[Data extracted from a collection]
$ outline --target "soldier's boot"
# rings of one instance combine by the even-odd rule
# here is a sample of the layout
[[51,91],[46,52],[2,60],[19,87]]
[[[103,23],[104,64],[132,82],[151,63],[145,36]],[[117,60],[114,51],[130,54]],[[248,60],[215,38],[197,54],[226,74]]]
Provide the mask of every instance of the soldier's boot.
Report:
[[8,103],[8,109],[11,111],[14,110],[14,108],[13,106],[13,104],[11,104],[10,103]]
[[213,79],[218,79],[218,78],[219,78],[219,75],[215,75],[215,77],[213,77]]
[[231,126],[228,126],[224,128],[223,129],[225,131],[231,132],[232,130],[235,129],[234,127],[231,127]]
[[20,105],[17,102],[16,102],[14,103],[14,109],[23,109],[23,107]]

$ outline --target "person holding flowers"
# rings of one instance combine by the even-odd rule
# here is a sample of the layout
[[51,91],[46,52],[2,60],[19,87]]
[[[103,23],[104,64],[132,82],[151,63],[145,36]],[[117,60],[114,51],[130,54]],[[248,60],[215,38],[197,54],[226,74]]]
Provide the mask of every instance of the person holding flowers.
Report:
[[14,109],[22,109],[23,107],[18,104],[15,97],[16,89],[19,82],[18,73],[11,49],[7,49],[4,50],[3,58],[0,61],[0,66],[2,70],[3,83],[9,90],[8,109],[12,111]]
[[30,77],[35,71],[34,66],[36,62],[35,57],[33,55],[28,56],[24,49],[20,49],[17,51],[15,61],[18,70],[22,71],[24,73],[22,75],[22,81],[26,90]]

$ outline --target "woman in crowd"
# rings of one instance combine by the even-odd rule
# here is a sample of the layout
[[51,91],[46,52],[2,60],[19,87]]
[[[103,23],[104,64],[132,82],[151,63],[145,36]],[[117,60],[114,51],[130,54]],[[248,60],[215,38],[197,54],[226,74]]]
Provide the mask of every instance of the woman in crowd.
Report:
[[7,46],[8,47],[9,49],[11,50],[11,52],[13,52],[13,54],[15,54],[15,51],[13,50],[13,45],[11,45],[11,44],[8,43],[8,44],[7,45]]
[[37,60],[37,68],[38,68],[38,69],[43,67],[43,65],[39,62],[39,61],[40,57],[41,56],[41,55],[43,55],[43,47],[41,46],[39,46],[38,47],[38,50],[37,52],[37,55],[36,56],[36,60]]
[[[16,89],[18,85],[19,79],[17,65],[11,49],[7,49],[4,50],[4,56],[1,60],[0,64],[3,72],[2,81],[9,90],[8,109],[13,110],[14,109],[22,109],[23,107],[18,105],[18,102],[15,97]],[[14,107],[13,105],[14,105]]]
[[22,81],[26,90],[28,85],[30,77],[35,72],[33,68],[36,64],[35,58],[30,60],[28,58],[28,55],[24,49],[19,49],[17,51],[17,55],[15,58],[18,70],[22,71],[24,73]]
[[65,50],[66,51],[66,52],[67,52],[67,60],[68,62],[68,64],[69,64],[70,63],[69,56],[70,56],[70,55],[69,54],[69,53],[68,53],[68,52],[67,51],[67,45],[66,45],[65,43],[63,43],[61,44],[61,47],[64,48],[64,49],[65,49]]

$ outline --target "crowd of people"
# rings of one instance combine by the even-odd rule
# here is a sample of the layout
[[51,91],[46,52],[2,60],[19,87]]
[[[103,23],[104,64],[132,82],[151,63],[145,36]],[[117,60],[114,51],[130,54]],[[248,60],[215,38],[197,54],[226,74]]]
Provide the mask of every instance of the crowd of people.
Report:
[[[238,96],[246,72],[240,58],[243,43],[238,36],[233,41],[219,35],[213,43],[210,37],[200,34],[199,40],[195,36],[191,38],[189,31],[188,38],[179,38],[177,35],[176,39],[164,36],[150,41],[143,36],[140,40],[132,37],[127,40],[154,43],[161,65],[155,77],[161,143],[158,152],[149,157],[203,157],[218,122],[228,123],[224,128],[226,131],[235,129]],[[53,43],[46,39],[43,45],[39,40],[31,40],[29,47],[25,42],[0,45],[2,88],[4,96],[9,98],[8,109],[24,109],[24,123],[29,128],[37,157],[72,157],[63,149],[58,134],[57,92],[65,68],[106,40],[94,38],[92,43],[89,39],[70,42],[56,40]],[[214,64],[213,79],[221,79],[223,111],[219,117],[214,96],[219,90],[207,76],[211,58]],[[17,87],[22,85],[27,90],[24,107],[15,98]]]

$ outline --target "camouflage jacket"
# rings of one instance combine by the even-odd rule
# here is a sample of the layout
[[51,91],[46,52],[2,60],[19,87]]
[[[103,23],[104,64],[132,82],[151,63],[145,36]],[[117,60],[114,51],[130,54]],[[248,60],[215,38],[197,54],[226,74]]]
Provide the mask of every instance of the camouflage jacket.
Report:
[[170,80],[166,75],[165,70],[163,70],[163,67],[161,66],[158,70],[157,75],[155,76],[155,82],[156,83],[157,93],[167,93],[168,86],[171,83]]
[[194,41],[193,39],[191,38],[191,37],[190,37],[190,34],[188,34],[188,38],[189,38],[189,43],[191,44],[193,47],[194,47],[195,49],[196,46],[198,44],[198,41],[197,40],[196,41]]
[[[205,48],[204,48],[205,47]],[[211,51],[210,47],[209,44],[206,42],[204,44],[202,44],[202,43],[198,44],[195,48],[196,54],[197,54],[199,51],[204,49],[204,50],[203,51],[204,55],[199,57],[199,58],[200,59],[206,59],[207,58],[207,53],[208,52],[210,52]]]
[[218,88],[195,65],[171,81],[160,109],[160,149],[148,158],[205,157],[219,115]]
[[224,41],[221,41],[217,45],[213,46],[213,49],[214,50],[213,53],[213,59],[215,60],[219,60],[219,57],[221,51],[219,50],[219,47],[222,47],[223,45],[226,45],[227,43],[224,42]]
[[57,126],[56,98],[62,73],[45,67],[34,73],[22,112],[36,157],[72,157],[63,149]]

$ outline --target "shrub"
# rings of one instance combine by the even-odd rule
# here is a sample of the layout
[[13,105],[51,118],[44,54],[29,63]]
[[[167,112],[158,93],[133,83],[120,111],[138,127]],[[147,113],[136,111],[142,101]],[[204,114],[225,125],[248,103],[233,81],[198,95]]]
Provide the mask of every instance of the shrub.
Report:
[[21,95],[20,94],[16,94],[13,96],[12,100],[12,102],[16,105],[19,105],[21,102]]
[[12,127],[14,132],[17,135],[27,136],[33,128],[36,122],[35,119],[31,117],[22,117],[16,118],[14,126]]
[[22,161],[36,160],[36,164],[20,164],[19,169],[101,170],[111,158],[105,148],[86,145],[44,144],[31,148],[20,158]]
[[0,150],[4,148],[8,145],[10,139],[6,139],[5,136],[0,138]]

» Exercise directions
Copy out the lines from the beginning through the line containing "[[20,105],[17,102],[16,102],[14,103],[14,109],[23,109],[23,107]]", both ends included. Multiply every coordinate in the answer outlines by 1.15 and round each to a whole number, with halves rounded up; leave the request and its layout samples as they stand.

» Reply to the exercise
$ outline --target "soldier's boot"
# rings of one instance combine by the even-odd rule
# here is a sample of the layout
[[51,91],[46,52],[2,60],[19,87]]
[[[103,23],[104,64],[132,82],[151,63],[145,36]],[[117,60],[114,51],[130,54]],[[248,60],[215,38],[197,54],[226,74]]]
Provide the mask of every instance of the soldier's boot.
Report:
[[9,118],[9,125],[13,128],[16,127],[16,124],[15,122],[15,120],[13,120],[12,118]]
[[245,91],[251,91],[251,90],[252,90],[252,86],[247,86],[247,89],[245,89]]
[[266,145],[262,145],[258,147],[256,148],[259,151],[266,152],[267,150],[270,148],[269,146],[266,146]]
[[23,121],[20,117],[18,117],[16,118],[16,125],[26,125],[26,123]]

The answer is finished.